*WHAT THIS TASK INVOLVES*. Please write out the rows again from the first line through the line containing "point(11, 290)", inclusive, swapping "doorway" for "archway" and keeping everything else unchanged.

──────

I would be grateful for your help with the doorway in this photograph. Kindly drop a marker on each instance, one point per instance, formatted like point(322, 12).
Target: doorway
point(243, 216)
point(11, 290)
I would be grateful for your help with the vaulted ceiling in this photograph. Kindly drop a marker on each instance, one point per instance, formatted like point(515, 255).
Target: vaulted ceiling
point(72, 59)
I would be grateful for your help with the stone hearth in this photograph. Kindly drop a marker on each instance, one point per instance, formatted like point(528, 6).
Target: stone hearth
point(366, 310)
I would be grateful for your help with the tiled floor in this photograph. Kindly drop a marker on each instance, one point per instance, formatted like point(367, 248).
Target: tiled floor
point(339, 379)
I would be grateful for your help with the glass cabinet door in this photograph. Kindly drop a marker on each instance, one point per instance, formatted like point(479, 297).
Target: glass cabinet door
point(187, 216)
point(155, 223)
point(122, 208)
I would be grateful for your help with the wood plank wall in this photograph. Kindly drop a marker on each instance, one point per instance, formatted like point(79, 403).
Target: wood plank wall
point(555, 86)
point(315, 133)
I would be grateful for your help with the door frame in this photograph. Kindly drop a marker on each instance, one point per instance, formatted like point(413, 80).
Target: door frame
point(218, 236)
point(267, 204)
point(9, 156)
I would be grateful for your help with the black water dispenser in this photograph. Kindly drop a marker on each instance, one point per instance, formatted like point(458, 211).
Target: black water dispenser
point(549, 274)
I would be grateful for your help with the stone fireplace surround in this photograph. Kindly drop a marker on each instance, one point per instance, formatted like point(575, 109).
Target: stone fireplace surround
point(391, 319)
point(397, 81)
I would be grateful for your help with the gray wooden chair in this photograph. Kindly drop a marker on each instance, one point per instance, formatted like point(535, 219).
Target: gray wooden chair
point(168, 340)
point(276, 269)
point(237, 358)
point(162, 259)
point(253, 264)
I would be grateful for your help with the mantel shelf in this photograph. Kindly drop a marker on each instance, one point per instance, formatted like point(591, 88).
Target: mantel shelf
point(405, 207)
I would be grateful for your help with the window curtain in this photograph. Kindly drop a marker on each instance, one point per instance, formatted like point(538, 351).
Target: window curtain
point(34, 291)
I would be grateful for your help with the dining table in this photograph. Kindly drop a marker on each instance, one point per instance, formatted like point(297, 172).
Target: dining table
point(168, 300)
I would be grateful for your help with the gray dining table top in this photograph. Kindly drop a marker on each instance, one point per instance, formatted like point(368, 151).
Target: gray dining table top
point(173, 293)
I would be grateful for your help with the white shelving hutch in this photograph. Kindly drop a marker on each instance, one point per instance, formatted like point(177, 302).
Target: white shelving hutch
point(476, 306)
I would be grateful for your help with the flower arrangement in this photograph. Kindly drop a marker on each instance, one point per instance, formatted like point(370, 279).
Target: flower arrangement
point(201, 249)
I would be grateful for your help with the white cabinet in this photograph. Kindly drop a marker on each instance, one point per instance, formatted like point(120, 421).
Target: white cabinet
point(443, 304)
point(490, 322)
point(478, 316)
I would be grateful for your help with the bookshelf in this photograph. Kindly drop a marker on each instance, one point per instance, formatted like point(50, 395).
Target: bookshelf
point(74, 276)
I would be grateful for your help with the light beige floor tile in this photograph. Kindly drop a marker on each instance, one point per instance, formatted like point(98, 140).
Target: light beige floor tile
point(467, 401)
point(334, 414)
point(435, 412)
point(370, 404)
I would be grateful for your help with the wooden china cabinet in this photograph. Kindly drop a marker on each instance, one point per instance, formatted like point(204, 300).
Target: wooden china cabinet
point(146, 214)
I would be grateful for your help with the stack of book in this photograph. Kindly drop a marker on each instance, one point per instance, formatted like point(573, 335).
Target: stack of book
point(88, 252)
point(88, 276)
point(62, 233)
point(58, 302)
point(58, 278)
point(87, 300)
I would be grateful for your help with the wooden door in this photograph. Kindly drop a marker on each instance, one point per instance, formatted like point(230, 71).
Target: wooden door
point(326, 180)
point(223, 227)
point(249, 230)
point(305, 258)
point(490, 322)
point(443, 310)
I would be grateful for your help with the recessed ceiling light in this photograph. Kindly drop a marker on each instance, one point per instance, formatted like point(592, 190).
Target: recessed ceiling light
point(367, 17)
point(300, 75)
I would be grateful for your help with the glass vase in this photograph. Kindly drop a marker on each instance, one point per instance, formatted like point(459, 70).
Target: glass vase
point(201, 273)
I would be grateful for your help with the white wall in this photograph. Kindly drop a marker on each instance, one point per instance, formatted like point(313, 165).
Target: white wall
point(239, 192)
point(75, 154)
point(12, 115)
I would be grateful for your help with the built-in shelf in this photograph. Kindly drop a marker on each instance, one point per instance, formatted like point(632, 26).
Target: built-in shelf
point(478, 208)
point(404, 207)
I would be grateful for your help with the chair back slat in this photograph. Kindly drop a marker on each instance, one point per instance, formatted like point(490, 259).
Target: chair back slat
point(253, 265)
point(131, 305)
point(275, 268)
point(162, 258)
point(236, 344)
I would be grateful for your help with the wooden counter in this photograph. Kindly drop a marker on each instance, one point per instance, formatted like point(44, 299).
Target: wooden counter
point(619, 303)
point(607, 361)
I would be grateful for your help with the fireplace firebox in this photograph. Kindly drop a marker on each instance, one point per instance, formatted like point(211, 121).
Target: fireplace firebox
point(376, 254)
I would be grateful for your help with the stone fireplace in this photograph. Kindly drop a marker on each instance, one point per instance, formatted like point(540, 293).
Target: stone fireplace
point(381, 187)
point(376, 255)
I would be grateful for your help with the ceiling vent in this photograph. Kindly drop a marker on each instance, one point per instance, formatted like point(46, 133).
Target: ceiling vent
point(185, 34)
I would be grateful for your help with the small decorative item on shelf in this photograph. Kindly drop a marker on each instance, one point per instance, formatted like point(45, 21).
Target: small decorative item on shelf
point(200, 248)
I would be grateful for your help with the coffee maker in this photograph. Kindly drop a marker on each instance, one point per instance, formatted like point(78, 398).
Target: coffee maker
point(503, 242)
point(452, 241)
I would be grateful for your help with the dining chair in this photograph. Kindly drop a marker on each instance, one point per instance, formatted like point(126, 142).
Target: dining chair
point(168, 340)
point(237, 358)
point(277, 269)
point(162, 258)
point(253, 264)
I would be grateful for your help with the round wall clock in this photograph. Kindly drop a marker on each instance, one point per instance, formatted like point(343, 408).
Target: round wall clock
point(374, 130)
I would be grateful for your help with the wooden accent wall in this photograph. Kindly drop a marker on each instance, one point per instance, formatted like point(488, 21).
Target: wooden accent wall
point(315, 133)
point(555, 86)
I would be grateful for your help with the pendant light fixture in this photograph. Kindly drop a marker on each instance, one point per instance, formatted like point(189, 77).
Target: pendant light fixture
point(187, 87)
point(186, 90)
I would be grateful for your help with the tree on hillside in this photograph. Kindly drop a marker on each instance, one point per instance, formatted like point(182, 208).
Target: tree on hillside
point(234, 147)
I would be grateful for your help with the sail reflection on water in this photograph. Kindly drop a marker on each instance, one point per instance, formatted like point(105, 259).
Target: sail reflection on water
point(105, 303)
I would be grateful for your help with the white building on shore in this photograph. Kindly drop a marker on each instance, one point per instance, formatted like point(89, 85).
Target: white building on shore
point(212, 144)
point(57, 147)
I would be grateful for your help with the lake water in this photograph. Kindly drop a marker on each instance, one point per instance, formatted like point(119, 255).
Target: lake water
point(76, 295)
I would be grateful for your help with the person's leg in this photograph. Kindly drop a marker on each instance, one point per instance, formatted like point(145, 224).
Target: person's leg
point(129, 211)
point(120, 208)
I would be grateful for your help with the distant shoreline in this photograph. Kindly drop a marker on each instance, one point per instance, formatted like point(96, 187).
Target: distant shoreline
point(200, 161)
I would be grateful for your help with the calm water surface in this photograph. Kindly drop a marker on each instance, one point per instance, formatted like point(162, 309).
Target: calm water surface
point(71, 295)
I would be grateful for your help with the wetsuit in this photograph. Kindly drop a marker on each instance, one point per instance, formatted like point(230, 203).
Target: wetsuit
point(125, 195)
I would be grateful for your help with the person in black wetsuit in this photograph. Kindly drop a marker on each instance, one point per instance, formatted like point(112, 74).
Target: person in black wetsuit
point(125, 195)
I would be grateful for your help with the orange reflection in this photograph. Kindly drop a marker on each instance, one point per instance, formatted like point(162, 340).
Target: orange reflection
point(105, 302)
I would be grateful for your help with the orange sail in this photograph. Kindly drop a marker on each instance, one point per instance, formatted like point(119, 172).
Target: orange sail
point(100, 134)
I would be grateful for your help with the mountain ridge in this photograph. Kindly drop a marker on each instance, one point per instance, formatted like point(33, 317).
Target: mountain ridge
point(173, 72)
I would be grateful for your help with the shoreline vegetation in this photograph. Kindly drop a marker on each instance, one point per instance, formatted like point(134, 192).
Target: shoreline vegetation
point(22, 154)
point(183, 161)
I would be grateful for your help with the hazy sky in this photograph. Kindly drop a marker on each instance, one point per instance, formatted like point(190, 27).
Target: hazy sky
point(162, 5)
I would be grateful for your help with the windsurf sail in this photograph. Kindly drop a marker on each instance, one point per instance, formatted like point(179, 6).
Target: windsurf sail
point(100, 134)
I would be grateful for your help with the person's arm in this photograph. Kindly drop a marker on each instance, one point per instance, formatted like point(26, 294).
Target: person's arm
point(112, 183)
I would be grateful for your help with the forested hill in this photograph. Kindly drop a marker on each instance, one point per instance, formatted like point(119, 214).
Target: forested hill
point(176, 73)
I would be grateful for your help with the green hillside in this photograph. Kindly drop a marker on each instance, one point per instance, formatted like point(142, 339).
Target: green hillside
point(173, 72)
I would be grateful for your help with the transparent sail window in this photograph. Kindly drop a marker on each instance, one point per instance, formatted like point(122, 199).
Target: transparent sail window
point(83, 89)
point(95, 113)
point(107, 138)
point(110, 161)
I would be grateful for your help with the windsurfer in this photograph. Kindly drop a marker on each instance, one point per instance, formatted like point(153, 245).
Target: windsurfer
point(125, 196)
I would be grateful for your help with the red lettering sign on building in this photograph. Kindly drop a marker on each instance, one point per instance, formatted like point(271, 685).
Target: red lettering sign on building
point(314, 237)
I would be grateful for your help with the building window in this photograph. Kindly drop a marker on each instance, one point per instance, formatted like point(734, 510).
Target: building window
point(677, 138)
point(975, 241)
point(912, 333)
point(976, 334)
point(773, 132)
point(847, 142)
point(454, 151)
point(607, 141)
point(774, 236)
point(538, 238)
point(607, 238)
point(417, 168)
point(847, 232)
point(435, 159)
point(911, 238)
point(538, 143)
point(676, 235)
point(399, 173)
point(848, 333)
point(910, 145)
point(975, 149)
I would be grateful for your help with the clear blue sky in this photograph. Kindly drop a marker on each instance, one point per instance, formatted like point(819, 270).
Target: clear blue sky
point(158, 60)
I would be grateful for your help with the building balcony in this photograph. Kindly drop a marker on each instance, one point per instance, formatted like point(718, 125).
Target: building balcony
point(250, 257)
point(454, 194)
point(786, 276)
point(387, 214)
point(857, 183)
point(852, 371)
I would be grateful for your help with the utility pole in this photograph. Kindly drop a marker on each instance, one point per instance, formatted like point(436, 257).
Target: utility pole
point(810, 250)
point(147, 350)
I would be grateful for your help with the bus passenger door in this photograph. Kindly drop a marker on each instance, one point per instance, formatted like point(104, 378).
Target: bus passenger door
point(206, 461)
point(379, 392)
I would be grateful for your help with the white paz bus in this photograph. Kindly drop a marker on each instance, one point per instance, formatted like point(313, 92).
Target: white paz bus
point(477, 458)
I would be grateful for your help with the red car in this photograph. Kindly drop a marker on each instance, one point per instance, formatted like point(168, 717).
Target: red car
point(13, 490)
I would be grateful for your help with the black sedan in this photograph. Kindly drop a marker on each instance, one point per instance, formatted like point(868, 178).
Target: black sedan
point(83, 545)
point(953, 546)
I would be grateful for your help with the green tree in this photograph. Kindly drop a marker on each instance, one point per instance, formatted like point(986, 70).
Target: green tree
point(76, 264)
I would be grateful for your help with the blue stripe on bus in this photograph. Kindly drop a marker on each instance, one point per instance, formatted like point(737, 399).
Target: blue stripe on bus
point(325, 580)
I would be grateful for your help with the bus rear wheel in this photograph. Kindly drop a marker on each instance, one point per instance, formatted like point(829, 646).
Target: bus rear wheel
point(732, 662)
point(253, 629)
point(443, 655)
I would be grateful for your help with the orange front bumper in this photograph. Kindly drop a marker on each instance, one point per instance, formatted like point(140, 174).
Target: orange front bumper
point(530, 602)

──────

*EXPECTED OUTPUT*.
I would be grateful for your help with the archway in this photograph. Kindly drop a marker on each instance, one point per instance, formatted like point(322, 12).
Target: archway
point(243, 216)
point(11, 290)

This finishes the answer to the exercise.